◆ **Required actions**:
- a) From the passage below about cockroaches fighting off the emerald jewel wasp, list every institution, lab, funding body, and journal it names.
- b) Using the cockroach passage below, explain in one to three sentences what the "en garde" position does for the roach.

◆ **Selected passage**:
☆ ☆ ☆ ☆ ☆ ☆ ☆

When the American cockroach faces zombification at the sting of the emerald jewel wasp, it fights back, using its hind legs to deliver a powerful kick, according to new research.

A sting to the brain from the emerald jewel wasp turns the roach into a placid egg carrier and then larvae chow, so the kick can be the difference between life and a horrifying death.

Ken Catania, a professor of biological sciences at Vanderbilt University who studies interactions between predators and prey, read about cockroaches attempting to defend themselves from wasps, but no one had taken a close look at the behavior or its effectiveness.

cockroach kicks
Freeze-frame videography captures the defense mechanism that gives 63 percent of adult American cockroaches a fighting chance against becoming zombie egg carriers for the emerald jewel wasp. (Credit: Catania Lab)

Doing so required ultra-slow-speed videography to capture roaches using the mechanism time and again to prove and understand it. Catania saw that, before the wasp can get into position and deliver its sting, the cockroach uses a swift blow with a spiny back leg to deter its attacker.

The good news for the cockroach: the defense worked for 63 percent of adults that tried it. The bad news: juveniles almost always failed and got stung in the brain.

“It’s reminiscent of what a movie character would do when a zombie is coming after them…”

“The cockroach has a suite of behaviors that it can deploy to fend off the zombie-makers, and this starts out with what I call the ‘en garde’ position, like in fencing,” Catania says.

“That allows the roach to move its antenna toward the wasp so it can track an approaching attack and aim kicks at the head and body of the wasp, and that’s one of the most efficient deterrents. It’s reminiscent of what a movie character would do when a zombie is coming after them.

“The wasp usually figures out there’s a smaller and less defensive cockroach out there to be had.”

The research appears in the journal Brain, Behavior, and Evolution. The National Science Foundation supported the work.

☆ ☆ ☆ ☆ ☆ ☆ ☆

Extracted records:

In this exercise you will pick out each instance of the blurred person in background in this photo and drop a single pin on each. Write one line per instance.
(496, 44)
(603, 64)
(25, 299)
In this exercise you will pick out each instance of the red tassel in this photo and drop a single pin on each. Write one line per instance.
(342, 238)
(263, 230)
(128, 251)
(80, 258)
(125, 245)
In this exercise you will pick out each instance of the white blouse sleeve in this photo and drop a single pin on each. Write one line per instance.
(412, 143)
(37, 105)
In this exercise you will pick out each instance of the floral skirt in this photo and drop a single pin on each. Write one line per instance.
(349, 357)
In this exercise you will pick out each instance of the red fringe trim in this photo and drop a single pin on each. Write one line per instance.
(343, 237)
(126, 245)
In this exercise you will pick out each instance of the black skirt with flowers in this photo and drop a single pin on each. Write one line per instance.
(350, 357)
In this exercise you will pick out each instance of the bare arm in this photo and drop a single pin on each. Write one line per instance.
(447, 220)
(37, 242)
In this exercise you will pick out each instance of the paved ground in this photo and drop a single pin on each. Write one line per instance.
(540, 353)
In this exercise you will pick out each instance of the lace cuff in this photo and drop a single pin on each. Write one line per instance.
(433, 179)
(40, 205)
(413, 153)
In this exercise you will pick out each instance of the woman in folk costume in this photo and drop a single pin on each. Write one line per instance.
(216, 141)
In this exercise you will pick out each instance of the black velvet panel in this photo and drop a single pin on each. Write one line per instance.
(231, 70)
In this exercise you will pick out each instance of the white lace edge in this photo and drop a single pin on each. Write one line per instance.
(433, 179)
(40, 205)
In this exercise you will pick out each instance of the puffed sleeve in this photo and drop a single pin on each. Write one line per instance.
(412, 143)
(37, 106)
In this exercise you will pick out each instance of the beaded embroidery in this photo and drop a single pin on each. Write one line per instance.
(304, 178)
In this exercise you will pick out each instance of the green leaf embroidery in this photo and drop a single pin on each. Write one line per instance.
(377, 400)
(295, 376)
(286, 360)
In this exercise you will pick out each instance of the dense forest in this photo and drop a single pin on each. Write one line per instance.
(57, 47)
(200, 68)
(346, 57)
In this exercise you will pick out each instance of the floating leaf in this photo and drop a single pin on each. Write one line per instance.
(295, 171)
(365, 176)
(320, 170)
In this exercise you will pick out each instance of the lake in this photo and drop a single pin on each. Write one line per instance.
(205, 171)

☆ ☆ ☆ ☆ ☆ ☆ ☆

◆ **Solutions to the problems**:
- a) Vanderbilt University, Catania Lab, Brain, Behavior, and Evolution (the journal), and the National Science Foundation.

- b) The "en garde" position lets the roach move its antenna toward the wasp so it can track an approaching attack. It can then aim kicks at the wasp's head and body, one of its most efficient deterrents.